* [What is expected]: Look through the data that follows and say how many of its lines contain "exact", giving the number only.

Segment Start: Extracted data

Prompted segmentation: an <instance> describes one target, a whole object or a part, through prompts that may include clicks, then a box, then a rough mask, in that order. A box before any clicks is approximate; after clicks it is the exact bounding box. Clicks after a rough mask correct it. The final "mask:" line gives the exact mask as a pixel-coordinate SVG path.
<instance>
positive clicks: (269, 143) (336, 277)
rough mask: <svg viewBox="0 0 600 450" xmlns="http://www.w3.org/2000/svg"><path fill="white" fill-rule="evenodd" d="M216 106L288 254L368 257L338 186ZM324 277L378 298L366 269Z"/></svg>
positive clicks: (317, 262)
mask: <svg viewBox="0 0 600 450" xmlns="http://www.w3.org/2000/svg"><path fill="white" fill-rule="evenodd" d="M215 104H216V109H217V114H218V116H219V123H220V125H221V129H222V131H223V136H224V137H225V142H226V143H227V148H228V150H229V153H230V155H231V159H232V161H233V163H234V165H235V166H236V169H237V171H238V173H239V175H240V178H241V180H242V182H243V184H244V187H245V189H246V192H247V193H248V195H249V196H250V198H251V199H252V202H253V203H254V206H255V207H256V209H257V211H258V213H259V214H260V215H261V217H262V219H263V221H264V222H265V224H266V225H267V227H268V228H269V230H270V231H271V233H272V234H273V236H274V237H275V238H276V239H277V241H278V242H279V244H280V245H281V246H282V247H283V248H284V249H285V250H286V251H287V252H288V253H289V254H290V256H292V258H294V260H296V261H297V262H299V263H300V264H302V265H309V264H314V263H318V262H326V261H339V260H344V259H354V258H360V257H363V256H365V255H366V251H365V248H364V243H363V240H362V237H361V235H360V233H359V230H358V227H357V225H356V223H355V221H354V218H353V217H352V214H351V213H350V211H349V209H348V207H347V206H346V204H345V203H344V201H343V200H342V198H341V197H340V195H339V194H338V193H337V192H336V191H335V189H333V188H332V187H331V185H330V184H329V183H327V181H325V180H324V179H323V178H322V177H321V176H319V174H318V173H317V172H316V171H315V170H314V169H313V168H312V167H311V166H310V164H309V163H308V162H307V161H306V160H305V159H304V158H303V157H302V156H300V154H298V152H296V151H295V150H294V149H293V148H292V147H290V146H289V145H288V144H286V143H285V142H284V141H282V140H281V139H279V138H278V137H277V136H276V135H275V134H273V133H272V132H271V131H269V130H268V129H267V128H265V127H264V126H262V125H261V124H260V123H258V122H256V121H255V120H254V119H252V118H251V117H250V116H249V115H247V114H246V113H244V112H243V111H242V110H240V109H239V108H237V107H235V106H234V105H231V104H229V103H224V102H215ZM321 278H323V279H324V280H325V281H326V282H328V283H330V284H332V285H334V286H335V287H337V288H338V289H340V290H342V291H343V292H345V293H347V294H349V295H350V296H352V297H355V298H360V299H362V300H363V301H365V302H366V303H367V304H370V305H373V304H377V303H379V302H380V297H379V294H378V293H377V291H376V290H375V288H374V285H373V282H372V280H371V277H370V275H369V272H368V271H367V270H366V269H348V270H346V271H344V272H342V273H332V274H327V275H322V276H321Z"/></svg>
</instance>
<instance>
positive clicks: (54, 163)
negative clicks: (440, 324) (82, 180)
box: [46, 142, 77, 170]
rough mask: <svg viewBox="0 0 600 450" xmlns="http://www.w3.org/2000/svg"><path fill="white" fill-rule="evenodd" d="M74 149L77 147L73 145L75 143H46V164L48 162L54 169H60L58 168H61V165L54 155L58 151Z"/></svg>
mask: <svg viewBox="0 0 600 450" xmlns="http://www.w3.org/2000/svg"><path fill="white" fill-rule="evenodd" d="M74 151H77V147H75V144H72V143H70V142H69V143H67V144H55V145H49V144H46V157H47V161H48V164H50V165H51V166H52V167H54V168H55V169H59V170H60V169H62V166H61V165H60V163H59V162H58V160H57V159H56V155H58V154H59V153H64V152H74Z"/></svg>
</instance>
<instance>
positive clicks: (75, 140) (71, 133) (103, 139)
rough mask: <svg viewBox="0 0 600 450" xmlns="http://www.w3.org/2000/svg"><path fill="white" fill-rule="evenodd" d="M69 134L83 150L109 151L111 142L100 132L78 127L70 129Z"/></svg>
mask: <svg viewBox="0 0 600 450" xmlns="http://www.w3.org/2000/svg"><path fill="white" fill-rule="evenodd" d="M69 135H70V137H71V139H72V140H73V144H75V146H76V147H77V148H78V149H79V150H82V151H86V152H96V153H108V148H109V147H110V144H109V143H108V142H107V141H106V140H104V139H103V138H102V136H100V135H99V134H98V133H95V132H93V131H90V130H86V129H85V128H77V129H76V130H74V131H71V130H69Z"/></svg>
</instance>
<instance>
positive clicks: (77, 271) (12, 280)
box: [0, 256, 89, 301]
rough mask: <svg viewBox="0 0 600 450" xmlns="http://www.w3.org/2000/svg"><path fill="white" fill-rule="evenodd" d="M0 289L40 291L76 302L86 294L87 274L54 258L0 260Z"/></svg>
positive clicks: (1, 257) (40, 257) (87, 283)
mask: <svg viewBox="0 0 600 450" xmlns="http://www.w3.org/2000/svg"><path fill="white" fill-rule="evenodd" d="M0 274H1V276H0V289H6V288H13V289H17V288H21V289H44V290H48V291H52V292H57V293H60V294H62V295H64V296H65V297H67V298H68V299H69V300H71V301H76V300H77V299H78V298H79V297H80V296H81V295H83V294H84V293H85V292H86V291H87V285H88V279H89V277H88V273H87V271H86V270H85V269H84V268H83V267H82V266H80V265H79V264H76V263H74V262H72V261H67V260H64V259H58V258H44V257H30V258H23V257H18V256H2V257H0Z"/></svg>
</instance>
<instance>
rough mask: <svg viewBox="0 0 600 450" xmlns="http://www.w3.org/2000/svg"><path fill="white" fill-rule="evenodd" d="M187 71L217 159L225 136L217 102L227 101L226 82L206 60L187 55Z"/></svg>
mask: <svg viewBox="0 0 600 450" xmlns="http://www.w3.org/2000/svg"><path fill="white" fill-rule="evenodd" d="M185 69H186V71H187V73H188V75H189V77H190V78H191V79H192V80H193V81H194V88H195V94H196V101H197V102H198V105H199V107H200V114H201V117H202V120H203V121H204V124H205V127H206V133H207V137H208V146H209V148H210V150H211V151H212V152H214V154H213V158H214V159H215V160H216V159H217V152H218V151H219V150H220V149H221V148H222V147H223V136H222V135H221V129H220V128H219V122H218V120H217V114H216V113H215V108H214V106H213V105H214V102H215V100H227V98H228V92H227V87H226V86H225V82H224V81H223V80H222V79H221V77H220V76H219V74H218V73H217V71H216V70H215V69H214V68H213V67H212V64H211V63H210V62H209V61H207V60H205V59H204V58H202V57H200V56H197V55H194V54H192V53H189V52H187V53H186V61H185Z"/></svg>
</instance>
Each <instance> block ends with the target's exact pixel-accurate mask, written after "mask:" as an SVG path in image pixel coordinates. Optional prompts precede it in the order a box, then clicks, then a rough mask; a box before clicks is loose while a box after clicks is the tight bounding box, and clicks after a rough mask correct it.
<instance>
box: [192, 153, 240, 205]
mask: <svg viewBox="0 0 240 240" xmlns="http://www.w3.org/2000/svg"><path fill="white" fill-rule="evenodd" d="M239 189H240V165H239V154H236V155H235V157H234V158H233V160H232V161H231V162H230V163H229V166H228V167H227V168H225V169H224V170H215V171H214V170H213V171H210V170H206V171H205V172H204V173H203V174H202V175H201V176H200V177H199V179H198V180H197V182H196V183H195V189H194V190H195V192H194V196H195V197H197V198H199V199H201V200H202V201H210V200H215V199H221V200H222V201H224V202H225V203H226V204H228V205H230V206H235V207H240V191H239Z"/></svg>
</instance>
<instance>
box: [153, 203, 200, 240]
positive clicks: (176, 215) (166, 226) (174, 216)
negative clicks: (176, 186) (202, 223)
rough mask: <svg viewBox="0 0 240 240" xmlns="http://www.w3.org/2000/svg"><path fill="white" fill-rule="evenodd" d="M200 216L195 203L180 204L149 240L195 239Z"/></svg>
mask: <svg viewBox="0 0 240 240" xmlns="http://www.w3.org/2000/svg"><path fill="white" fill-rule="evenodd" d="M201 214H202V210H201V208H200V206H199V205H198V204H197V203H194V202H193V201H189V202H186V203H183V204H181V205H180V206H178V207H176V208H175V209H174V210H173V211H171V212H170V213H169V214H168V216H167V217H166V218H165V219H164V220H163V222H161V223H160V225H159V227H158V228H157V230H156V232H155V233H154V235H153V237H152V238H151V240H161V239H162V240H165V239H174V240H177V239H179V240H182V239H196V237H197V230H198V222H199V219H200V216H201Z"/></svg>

Segment End: Extracted data

* [Result of the task]: 2